Pick out each line of the listing below that contains the word "seeds" and copy it.

Records from a point labeling set:
■ ■ ■ ■ ■ ■ ■

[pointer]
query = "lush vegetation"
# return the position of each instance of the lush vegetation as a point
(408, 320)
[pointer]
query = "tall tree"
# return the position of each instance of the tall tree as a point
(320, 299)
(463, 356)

■ ■ ■ ■ ■ ■ ■

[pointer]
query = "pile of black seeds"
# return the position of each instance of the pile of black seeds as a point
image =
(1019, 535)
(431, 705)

■ ■ ■ ■ ■ ■ ■

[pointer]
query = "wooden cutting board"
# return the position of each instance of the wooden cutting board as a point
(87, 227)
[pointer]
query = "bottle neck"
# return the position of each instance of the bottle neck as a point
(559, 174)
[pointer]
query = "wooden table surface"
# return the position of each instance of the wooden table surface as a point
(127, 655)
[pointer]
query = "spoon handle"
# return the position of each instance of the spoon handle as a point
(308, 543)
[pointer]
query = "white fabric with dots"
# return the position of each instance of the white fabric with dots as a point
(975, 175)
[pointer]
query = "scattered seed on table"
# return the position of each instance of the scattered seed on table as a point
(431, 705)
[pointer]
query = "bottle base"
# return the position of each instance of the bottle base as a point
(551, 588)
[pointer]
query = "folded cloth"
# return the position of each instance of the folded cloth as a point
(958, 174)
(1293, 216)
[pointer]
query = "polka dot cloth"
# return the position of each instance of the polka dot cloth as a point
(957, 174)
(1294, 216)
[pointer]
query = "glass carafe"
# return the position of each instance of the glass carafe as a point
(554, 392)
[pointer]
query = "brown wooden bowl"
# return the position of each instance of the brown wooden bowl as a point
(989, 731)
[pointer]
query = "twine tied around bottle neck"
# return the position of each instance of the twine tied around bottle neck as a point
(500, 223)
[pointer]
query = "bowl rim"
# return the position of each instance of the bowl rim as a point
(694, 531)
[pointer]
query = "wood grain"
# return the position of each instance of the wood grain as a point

■ ■ ■ ■ ■ ■ ■

• _Problem solution_
query = "pile of black seeds"
# return the position of each instance of the pile of black seeds as a point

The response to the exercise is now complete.